GIVEN PROBLEM: Report each line of the material below that contains the string "foot", copying every such line in full. Matching is case-sensitive.
╔══
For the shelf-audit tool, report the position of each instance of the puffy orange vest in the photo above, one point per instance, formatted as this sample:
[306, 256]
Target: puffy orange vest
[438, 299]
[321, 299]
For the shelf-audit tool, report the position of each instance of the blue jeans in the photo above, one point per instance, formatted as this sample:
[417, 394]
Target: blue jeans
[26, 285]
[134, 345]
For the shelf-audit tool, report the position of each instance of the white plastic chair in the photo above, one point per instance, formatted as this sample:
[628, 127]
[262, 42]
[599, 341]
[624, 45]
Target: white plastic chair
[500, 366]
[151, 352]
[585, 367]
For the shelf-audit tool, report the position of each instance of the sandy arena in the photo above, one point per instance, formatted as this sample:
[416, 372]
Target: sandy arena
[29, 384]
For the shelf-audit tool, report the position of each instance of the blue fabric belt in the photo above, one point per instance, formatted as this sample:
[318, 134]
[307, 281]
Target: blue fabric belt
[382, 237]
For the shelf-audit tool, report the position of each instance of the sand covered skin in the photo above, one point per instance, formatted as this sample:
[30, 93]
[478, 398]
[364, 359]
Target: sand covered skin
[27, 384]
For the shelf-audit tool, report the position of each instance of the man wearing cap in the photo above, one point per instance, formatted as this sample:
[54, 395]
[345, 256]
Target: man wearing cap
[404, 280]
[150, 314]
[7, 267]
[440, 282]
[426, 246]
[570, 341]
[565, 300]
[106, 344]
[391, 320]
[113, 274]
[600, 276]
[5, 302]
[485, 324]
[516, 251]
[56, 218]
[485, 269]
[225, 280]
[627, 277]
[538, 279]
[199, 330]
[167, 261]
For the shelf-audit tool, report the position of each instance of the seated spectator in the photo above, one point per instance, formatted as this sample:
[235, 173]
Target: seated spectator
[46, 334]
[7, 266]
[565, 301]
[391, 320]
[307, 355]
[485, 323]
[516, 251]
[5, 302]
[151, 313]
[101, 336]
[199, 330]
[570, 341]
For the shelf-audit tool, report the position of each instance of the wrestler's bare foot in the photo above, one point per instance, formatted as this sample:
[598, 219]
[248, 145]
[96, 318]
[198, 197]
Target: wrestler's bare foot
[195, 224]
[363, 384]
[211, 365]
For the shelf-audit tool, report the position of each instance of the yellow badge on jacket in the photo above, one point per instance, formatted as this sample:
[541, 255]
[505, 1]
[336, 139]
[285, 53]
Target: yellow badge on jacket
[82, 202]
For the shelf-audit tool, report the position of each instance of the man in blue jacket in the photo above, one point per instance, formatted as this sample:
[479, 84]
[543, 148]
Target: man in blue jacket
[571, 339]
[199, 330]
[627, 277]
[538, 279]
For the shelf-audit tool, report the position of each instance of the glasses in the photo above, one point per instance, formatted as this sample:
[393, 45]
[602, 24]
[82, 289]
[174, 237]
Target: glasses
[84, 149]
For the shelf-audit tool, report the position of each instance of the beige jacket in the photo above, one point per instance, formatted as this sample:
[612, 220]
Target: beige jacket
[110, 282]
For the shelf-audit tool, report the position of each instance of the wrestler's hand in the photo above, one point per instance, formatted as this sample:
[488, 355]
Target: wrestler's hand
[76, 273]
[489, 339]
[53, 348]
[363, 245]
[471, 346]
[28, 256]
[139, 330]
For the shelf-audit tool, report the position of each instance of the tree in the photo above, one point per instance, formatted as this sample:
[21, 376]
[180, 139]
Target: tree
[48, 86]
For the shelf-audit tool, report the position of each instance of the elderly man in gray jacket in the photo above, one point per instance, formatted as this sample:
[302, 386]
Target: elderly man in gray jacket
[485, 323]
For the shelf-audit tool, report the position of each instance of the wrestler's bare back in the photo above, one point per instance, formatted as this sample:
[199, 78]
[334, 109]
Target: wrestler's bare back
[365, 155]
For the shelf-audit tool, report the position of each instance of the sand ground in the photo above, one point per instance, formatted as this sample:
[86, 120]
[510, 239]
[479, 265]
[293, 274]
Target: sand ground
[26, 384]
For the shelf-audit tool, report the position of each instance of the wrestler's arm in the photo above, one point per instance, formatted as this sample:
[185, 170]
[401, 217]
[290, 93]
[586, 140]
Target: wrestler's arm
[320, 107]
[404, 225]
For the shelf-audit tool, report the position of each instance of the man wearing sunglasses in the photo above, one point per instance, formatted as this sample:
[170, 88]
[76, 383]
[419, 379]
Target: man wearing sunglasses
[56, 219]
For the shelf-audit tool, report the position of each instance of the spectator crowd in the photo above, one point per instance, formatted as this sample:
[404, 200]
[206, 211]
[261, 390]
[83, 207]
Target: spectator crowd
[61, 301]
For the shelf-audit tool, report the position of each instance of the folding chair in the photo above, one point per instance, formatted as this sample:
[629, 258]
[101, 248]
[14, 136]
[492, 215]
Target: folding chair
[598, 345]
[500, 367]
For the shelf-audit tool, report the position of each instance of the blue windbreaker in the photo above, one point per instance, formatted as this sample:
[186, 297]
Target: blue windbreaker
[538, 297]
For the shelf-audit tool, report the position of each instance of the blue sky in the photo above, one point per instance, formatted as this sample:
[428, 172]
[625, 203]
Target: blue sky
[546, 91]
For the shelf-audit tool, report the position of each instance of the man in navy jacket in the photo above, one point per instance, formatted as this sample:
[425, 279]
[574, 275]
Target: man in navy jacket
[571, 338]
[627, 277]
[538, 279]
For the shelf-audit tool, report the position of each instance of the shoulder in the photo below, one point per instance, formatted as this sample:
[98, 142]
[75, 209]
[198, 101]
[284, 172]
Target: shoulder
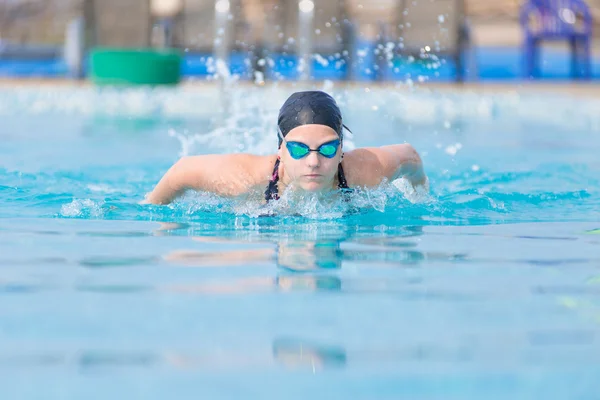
[368, 166]
[226, 174]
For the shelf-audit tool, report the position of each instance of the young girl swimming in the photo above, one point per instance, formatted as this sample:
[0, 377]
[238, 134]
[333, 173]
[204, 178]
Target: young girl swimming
[311, 129]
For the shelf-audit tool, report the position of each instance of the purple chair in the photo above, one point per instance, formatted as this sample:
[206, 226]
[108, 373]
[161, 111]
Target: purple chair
[553, 20]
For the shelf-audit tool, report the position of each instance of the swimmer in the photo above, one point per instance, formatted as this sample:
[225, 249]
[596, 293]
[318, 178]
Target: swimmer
[309, 159]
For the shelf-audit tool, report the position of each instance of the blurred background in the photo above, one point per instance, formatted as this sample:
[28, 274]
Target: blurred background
[271, 40]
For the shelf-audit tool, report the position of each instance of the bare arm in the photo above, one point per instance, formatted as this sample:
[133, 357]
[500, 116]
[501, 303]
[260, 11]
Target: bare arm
[226, 175]
[405, 163]
[369, 166]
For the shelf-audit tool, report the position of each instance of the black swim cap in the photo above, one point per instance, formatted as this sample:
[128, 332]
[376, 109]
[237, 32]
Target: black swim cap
[312, 107]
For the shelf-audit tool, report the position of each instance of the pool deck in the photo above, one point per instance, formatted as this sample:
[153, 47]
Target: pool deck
[570, 88]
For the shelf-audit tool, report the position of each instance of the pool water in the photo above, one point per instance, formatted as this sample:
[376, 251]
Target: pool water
[488, 287]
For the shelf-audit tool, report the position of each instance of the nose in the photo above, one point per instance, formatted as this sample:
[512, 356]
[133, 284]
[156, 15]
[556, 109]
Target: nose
[312, 159]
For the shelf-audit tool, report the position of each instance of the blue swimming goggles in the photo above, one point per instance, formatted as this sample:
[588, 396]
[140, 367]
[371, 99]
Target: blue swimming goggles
[299, 150]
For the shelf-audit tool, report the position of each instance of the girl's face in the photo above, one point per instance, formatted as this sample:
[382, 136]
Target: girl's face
[313, 172]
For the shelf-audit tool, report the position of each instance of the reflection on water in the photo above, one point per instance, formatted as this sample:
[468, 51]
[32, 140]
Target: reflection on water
[307, 257]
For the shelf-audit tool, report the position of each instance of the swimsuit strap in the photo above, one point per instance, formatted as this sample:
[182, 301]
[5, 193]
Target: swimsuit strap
[272, 193]
[342, 184]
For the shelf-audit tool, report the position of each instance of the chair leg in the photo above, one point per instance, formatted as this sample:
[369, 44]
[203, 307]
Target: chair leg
[587, 59]
[529, 52]
[575, 72]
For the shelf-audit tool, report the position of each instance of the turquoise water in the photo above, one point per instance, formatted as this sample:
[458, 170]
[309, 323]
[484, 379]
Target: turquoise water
[486, 288]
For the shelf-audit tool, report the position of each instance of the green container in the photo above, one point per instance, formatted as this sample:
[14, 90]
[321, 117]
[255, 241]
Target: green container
[135, 66]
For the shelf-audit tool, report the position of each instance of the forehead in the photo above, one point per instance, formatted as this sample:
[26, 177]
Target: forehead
[312, 133]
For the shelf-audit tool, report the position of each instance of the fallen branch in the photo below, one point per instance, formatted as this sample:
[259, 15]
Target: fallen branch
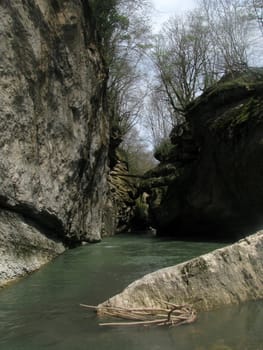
╚══
EXERCISE SOLUTION:
For the shelf-audit tool, report the position of each instance of the wrestler's bare foot in the photo above, one point per instance, formatted as this sample:
Target: wrestler's bare foot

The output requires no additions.